Pull every line with "target" from the data.

:: Dataset entries ::

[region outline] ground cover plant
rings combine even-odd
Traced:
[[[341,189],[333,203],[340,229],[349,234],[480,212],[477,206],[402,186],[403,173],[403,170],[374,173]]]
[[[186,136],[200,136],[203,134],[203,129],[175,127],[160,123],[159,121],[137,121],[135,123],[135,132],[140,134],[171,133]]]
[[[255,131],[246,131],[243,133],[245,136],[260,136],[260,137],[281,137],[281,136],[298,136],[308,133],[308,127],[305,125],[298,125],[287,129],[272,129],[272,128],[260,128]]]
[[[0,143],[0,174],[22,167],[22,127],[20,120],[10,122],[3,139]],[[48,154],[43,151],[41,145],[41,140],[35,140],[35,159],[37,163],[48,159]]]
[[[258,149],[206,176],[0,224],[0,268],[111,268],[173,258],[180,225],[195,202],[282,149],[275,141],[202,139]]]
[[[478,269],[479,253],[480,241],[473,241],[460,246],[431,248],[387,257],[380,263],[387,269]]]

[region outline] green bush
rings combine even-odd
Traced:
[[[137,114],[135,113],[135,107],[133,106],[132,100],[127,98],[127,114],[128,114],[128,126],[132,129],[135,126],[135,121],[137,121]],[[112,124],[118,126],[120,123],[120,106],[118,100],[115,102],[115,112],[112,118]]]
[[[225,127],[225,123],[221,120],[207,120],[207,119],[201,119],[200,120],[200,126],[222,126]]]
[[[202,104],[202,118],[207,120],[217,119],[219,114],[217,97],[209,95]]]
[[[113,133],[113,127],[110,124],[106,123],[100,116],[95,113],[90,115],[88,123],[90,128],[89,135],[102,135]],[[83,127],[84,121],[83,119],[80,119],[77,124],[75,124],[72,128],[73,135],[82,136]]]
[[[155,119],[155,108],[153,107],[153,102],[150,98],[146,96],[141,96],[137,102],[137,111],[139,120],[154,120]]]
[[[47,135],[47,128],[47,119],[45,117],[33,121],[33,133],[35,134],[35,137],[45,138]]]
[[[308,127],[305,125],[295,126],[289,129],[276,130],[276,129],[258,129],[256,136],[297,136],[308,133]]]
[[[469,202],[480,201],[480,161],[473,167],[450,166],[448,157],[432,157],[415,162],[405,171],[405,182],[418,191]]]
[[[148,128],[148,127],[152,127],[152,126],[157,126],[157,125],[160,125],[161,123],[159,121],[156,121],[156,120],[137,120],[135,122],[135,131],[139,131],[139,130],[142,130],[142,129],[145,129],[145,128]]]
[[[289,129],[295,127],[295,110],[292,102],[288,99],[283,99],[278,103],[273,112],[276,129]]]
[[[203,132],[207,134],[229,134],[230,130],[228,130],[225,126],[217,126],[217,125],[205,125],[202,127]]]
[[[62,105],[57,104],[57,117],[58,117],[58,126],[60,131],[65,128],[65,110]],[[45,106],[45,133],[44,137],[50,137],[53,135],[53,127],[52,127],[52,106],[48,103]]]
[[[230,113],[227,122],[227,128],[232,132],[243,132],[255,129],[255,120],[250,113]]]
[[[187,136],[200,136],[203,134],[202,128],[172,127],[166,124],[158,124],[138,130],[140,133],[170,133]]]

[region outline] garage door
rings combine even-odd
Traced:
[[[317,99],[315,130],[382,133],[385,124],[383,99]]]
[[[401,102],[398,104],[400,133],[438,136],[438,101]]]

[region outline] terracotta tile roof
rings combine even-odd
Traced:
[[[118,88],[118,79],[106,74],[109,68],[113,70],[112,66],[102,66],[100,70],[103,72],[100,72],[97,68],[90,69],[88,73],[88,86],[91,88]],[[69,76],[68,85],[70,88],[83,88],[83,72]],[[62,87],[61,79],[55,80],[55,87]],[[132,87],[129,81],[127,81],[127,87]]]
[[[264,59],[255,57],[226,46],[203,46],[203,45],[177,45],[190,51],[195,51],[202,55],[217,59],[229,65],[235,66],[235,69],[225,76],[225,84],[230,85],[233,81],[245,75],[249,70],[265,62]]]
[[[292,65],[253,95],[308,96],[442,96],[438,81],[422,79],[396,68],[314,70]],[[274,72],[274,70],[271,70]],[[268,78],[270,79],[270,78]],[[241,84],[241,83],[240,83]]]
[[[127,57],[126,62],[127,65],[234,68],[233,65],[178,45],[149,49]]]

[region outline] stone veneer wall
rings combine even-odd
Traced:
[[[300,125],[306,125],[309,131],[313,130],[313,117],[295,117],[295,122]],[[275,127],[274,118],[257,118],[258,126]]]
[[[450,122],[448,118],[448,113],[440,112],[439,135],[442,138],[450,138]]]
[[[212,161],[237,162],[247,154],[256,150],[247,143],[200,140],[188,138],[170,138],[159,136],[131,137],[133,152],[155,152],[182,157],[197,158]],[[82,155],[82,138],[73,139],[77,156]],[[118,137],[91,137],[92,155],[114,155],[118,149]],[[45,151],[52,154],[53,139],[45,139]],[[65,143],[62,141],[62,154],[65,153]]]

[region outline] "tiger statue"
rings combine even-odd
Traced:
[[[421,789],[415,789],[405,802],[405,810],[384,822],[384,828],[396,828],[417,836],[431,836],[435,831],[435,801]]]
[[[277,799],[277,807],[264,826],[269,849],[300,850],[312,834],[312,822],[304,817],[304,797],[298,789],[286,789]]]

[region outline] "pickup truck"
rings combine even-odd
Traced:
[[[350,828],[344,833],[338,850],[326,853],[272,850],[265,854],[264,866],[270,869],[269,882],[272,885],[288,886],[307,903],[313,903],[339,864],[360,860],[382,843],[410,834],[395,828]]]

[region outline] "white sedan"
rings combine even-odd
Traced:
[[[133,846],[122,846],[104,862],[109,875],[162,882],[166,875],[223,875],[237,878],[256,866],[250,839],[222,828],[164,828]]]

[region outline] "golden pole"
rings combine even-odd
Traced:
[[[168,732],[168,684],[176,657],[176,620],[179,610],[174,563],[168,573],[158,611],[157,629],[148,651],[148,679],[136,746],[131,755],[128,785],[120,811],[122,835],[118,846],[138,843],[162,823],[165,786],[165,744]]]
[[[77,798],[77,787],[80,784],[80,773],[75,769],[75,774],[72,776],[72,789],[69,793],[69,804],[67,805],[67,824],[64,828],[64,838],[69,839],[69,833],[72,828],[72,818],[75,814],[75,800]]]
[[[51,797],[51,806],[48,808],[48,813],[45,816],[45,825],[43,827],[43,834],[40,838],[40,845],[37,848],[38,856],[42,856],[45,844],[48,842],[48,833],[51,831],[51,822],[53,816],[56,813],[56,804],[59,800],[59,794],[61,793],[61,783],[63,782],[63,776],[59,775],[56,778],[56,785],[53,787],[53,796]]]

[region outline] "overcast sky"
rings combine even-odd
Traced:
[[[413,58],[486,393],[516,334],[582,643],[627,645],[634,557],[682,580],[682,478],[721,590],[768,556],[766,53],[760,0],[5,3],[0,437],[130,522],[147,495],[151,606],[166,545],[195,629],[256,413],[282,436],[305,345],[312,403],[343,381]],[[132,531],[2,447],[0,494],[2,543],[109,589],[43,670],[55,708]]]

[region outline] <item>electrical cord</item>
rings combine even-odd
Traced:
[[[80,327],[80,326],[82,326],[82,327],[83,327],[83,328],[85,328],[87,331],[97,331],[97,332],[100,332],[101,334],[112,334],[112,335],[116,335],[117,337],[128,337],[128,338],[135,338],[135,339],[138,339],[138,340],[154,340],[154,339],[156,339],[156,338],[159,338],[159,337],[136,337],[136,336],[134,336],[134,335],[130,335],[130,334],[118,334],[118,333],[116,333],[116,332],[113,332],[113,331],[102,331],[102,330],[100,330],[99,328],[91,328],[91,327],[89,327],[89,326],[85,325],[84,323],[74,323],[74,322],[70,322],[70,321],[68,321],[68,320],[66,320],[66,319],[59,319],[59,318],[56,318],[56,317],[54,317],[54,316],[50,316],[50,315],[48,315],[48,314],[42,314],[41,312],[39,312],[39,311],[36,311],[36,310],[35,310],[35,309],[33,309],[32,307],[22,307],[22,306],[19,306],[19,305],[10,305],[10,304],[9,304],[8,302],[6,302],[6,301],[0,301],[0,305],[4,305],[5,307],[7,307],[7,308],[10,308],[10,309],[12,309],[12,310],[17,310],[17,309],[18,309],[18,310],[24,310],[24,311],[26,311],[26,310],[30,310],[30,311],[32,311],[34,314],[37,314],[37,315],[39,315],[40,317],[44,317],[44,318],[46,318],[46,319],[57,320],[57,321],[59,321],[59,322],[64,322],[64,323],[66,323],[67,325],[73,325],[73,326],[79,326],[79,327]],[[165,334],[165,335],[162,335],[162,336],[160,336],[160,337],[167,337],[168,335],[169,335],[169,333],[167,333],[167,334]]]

:::
:: Dataset entries ::

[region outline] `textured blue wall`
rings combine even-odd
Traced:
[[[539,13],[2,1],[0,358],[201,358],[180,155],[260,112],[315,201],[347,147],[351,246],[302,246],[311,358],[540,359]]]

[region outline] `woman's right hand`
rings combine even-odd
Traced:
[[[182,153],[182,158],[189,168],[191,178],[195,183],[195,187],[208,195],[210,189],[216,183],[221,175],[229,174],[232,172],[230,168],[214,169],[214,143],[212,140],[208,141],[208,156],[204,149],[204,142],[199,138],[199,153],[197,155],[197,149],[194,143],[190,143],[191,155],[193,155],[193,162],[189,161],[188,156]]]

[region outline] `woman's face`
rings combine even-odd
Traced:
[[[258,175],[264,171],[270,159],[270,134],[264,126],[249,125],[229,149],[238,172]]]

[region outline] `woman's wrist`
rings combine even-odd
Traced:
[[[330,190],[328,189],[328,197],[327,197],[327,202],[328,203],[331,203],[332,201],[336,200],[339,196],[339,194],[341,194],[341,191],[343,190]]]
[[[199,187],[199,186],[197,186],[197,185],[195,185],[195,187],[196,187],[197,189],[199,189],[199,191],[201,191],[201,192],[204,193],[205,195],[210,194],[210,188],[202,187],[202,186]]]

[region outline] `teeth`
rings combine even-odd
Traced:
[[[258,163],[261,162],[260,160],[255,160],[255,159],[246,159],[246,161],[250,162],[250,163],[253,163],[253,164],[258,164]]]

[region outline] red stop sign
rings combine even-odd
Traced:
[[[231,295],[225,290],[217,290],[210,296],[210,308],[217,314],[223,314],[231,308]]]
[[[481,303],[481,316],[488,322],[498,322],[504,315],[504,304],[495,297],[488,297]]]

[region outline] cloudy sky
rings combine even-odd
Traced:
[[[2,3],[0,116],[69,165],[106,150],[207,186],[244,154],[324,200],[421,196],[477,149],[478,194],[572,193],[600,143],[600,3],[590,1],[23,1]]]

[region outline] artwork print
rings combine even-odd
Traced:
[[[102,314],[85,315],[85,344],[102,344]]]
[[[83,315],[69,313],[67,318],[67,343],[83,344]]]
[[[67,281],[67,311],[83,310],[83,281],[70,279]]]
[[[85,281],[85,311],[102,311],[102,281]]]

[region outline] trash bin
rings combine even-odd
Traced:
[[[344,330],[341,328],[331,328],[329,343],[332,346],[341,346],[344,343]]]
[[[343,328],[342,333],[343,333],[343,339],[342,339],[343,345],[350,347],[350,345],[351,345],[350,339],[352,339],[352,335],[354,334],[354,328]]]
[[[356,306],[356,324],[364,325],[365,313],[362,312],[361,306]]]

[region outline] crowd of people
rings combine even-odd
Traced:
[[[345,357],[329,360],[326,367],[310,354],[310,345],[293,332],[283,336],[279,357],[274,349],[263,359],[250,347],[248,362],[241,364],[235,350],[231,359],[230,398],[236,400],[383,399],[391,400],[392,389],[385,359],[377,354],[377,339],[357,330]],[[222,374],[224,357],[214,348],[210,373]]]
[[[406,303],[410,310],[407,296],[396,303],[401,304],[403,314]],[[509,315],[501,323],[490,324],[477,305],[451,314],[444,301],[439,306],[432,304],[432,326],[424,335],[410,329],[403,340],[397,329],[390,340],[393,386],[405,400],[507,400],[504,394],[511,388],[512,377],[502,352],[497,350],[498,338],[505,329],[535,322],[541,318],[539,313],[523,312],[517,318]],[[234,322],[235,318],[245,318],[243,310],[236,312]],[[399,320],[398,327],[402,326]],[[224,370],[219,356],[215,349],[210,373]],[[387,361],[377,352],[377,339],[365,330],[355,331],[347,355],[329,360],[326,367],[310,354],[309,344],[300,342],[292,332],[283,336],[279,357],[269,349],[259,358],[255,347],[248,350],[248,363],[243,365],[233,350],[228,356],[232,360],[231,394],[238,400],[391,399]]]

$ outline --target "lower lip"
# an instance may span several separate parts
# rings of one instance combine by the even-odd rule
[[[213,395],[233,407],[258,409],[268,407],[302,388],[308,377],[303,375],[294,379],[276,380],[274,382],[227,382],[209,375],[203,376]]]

:::
:: Dataset entries ::

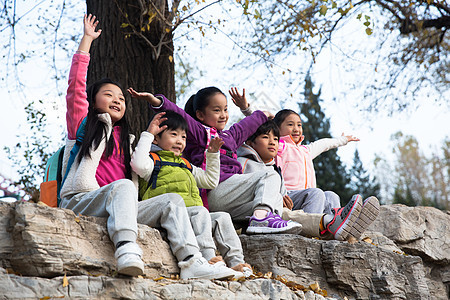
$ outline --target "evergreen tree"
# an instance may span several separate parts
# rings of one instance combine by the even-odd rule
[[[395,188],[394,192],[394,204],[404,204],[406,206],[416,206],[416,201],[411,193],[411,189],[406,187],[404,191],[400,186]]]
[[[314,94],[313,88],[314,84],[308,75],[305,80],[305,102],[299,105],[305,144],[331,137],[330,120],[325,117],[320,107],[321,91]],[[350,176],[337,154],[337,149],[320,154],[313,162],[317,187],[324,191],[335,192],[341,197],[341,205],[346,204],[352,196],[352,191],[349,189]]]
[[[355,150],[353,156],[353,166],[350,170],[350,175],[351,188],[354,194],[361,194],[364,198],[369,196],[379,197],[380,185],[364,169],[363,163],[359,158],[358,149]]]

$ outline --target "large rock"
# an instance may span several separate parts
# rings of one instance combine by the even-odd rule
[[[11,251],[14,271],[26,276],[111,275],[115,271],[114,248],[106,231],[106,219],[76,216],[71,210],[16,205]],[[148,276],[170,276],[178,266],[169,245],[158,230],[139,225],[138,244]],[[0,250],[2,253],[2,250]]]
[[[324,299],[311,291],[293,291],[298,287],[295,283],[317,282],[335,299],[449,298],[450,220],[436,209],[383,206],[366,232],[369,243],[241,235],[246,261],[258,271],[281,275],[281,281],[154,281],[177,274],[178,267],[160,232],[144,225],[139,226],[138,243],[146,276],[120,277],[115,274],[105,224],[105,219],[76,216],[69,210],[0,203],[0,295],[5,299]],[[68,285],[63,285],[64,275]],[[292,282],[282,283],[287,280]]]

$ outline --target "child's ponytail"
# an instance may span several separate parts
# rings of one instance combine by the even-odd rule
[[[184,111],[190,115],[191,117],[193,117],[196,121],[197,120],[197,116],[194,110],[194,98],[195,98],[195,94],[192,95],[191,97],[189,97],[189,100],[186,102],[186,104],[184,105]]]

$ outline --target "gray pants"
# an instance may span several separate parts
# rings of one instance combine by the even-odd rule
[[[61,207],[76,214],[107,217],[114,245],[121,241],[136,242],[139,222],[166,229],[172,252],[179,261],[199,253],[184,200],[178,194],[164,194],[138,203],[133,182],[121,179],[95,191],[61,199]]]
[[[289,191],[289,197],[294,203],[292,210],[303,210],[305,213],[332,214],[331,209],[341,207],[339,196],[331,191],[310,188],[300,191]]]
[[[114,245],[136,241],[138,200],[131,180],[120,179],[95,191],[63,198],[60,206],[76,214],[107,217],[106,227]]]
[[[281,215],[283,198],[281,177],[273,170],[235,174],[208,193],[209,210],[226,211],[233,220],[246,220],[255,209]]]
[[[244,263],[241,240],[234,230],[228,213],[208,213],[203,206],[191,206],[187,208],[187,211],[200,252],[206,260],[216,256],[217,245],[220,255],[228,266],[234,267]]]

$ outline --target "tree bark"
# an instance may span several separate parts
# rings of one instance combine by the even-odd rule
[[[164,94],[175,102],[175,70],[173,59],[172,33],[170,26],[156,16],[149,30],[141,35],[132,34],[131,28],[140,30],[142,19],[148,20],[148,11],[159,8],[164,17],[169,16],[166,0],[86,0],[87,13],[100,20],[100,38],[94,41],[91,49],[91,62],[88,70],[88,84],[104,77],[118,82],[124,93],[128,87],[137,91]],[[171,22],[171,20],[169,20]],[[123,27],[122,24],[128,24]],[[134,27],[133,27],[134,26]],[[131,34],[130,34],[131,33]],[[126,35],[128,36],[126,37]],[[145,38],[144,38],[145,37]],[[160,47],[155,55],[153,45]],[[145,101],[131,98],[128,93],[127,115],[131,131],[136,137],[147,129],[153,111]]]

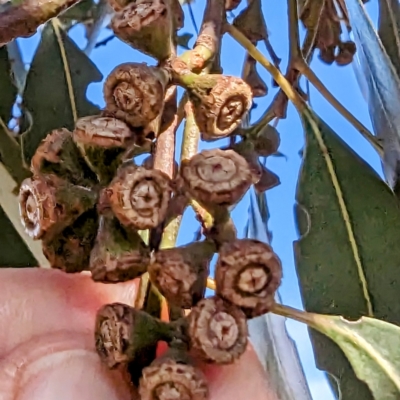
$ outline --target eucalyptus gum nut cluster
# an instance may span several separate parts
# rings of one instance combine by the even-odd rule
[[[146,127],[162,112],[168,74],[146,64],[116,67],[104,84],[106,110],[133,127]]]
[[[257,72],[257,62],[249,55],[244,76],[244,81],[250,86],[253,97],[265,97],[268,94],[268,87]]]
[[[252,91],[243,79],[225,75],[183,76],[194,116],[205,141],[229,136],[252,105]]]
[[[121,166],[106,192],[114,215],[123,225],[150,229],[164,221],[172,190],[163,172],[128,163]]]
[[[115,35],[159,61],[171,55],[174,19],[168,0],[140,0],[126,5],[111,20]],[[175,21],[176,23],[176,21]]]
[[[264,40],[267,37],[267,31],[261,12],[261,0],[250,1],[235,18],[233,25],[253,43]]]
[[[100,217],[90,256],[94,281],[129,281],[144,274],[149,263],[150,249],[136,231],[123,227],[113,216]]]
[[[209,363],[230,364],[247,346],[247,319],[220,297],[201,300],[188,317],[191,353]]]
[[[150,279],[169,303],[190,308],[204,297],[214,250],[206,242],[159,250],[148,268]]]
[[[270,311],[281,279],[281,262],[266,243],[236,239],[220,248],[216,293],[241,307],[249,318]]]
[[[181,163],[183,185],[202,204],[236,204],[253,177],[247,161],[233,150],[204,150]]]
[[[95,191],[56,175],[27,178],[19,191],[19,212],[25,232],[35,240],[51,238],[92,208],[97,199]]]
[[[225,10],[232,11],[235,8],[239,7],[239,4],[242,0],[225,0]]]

:::

→ Solution to this problem:
$ outline --target "lower lip"
$ outline --target "evergreen tree"
$ outline --target "large rock"
$ outline --target "child's ponytail"
$ outline --target "gray pants"
$ outline --target "tree bark"
$ outline --target eucalyptus gum nut cluster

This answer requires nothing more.